● **AIM OF THE EXERCISE**
Output exactly the lines from the line with "If you would be willing to tag the wooden chair" through the end of the records below. Include nothing else.
▼
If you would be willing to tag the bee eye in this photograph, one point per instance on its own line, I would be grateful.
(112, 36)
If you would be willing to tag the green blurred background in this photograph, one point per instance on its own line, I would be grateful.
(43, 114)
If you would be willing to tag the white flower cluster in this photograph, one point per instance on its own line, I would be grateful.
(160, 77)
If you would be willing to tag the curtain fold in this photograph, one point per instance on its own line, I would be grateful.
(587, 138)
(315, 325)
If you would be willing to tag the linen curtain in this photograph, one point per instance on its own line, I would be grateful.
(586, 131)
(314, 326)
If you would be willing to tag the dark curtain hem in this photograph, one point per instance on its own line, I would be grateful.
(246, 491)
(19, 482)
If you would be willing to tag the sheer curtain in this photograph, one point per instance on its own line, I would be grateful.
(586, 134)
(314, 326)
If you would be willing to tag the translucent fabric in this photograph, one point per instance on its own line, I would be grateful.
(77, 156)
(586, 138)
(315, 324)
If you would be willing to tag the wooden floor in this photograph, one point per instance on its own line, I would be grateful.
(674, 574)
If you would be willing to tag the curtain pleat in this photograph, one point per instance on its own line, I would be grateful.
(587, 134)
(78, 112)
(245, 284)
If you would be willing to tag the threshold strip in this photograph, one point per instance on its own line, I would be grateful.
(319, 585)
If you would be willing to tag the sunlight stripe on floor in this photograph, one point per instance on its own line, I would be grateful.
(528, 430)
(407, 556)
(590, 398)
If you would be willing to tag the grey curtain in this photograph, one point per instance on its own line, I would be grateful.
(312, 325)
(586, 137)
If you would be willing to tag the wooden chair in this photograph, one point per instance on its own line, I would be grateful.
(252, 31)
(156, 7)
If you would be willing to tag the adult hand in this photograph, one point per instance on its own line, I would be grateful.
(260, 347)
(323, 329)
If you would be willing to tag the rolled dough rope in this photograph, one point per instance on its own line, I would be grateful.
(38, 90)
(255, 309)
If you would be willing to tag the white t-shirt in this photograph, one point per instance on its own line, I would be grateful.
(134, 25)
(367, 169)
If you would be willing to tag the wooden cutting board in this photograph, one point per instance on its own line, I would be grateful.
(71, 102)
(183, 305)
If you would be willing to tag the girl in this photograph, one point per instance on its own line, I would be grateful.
▲
● **WRITTEN REPLY**
If you would be willing to tag the wooden chair in this photograph, one point per instance on its own line, I would be grateful.
(252, 31)
(156, 7)
If you would be willing to tag the adult hand in this photograph, one point per instance on its own line, I would be grateful.
(260, 347)
(323, 329)
If you would be willing to tag the rolled dough rope in this photograph, one point per instance on its own line, I would be grateful.
(38, 90)
(255, 309)
If you would be willing to tag the white t-shirt in this photograph, one point per instance on its own line, I would be grateful.
(134, 25)
(367, 169)
If you would be willing to tag the wooden cutting board in this photograph, one point per instance on its own line, I would be grateful.
(71, 102)
(183, 305)
If you would be willing to tag the girl in this photograph, one point per instance on its own line, I would be grateful.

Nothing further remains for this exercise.